## BEGIN
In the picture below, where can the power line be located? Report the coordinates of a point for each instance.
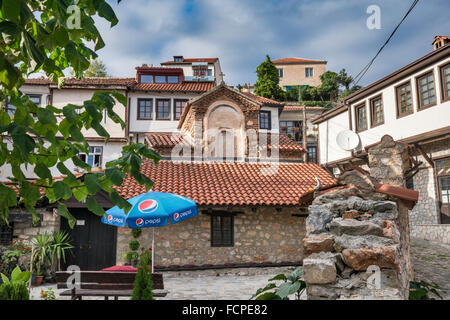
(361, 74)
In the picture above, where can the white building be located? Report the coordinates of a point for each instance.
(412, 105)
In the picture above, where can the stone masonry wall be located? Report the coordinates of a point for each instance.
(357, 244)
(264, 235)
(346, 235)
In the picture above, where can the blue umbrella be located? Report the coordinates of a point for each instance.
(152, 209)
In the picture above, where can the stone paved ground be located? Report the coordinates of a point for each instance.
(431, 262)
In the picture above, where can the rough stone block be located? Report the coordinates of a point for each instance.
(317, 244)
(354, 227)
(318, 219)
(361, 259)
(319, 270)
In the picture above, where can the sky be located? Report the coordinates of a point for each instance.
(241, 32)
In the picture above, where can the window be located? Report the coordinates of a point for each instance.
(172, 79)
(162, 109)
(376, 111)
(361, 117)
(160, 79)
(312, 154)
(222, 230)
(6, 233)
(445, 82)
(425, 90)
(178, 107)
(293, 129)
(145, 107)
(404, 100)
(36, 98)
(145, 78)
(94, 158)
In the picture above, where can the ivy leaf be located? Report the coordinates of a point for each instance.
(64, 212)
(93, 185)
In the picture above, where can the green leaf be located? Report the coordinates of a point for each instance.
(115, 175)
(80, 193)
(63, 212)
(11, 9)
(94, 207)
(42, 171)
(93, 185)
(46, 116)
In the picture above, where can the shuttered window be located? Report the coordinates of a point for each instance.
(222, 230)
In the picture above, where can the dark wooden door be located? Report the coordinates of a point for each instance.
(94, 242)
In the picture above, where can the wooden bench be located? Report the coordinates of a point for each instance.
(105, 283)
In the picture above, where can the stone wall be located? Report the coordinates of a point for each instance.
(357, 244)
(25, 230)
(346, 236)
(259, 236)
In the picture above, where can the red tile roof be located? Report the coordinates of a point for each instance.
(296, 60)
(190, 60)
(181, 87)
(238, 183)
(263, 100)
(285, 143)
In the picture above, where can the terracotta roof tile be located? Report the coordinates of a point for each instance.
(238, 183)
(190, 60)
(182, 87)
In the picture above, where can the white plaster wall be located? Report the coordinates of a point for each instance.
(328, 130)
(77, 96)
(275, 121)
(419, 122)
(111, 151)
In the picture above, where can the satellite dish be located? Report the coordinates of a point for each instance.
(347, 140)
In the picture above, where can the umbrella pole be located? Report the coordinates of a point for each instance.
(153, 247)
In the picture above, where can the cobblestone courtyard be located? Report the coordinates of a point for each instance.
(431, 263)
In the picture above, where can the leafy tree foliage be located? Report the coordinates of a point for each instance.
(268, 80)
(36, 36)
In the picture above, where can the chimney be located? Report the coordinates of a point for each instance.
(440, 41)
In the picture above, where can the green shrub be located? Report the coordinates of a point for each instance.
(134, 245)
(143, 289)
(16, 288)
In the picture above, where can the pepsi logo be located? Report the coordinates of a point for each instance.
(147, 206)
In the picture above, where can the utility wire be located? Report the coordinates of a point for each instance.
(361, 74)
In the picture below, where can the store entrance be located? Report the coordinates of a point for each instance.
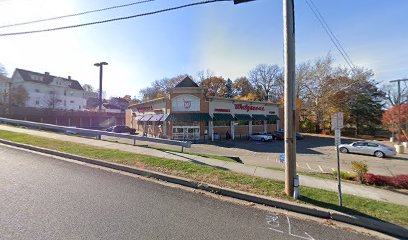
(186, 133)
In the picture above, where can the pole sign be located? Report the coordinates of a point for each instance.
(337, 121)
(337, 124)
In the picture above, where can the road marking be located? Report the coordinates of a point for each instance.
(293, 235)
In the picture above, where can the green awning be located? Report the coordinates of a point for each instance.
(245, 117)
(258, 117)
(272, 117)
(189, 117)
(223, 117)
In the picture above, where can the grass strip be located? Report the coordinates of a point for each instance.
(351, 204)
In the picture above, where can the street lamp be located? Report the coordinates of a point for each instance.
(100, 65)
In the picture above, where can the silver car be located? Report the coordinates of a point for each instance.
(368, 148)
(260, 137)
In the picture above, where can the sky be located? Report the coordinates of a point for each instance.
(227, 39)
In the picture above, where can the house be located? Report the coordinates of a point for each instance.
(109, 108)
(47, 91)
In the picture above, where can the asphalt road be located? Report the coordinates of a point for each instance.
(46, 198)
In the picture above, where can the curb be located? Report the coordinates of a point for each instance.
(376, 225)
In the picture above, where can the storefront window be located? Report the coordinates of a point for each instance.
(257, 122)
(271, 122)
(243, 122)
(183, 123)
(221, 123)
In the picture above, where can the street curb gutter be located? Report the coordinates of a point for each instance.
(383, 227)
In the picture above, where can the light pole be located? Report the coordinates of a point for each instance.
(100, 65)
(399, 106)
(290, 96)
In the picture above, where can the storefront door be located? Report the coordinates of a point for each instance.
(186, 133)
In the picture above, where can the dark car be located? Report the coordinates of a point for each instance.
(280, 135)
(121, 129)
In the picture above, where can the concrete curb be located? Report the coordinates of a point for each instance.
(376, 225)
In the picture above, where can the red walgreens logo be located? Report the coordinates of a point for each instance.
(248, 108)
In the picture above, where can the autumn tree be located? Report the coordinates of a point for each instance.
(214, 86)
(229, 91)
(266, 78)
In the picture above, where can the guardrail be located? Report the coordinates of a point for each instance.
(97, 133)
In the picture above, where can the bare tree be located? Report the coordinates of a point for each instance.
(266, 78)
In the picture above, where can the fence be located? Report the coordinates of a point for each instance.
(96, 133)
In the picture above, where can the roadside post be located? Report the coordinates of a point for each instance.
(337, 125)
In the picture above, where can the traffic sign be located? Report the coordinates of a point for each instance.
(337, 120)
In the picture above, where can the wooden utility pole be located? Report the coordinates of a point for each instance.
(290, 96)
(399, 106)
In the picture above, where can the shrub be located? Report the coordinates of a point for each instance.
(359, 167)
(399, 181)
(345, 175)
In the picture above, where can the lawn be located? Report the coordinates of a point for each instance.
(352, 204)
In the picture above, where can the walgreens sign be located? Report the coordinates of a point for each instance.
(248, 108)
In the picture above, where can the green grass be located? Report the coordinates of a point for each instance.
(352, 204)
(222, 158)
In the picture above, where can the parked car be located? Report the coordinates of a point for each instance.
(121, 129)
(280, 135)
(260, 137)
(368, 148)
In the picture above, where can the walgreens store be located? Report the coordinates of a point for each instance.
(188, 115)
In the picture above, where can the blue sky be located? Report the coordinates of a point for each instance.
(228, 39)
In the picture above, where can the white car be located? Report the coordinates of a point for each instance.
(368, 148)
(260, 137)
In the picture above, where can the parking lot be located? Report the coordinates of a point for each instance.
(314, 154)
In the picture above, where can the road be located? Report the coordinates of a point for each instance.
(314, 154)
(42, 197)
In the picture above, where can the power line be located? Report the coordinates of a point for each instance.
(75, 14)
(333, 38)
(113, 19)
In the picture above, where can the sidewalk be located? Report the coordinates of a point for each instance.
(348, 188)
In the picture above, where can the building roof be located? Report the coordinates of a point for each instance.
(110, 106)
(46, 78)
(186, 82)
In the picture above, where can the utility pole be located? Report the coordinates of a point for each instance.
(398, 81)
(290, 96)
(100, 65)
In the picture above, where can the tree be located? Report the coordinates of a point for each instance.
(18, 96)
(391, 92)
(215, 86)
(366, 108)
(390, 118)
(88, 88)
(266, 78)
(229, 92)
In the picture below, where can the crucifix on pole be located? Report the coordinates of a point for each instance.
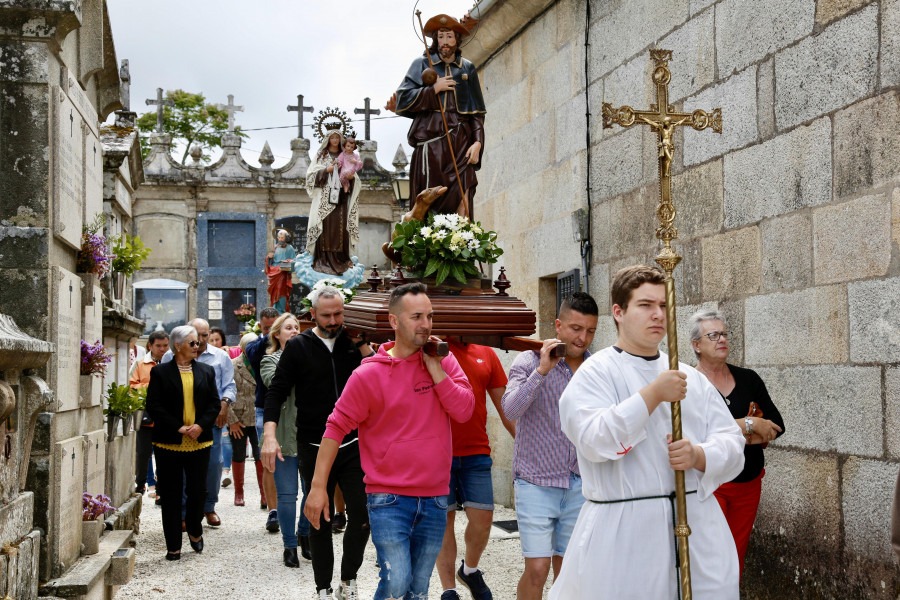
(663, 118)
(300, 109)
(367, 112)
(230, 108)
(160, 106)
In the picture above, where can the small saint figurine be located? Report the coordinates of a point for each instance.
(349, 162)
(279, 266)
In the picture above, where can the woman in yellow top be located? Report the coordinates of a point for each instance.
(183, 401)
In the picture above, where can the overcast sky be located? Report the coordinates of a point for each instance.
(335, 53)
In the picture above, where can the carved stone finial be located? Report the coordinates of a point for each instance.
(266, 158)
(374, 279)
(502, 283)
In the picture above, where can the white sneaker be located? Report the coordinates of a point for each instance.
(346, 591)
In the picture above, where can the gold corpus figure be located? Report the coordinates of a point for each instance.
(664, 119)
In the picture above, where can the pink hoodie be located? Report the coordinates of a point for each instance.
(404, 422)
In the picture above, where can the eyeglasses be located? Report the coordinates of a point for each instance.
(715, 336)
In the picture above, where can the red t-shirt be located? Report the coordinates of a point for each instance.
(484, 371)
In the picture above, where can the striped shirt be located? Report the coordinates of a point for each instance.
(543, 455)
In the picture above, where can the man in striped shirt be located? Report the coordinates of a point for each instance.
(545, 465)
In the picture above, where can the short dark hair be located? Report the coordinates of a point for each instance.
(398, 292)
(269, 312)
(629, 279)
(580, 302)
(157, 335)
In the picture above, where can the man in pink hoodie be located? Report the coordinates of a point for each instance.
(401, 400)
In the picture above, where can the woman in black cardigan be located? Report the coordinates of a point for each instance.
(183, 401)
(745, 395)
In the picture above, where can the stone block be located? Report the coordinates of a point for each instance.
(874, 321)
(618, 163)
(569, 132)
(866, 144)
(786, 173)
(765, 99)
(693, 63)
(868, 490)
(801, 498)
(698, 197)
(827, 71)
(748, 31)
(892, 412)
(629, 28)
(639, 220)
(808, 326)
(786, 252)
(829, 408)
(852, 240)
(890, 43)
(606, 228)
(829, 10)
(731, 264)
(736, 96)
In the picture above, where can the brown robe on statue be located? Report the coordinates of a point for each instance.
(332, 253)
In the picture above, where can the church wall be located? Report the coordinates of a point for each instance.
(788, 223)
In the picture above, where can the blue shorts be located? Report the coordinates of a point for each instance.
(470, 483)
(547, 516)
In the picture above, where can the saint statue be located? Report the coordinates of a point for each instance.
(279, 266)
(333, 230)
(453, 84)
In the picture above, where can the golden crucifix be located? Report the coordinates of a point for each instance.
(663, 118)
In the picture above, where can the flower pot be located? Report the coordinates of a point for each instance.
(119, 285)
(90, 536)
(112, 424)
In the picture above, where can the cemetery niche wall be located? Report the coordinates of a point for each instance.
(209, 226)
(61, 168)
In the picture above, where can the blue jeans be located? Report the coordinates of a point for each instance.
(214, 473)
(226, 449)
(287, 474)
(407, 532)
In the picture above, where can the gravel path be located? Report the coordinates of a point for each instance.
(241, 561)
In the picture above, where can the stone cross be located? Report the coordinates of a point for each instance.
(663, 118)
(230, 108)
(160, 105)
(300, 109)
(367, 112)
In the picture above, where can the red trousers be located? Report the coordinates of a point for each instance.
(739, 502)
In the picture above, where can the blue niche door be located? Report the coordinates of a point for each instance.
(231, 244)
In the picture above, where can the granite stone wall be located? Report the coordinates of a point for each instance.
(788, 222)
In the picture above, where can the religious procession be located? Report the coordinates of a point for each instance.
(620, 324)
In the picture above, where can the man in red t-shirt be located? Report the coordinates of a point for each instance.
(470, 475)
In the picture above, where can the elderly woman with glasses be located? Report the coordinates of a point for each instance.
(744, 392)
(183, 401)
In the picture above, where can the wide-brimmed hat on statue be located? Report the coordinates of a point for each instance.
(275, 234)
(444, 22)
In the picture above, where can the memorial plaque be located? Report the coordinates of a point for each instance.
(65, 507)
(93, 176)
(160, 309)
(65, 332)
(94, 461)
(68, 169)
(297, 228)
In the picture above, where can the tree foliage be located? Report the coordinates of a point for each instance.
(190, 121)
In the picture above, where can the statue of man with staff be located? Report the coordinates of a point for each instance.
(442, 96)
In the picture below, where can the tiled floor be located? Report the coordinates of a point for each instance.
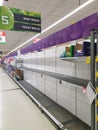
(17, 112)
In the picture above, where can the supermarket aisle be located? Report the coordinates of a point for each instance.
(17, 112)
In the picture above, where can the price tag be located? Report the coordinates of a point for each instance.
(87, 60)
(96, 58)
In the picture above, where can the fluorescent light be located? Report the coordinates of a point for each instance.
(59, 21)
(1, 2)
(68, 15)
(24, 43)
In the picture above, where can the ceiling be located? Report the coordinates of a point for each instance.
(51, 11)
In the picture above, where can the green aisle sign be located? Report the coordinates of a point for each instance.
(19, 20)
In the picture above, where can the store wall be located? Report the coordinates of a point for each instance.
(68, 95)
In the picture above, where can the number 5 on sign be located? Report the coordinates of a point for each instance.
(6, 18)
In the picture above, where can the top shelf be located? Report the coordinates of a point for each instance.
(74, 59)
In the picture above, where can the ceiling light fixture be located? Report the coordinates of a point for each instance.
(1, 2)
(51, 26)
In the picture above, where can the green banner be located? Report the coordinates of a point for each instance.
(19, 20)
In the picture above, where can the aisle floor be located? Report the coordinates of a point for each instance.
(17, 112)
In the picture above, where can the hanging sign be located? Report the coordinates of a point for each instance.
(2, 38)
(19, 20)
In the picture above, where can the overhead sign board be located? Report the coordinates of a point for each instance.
## END
● **Exercise objective**:
Repeat exactly the lines from the line containing "In the picture above, where can the ceiling light" through the last line of the records above, including both, and nothing else.

● **Completed task**:
In the picture above, where can the ceiling light fixture be located? Report the coordinates of a point for each instance.
(1, 2)
(51, 26)
In the picture above, where can the green banner be located? Report the coordinates of a point for each instance.
(19, 20)
In the picture above, where can the aisle floor be located? Report the coordinates of a point for each instance.
(17, 112)
In the picture above, where can the hanging sign be located? Report the coordinates of a point for each instance.
(2, 38)
(19, 20)
In the picture above, where can the overhead sign board be located? Report the coordinates of a point for each instance.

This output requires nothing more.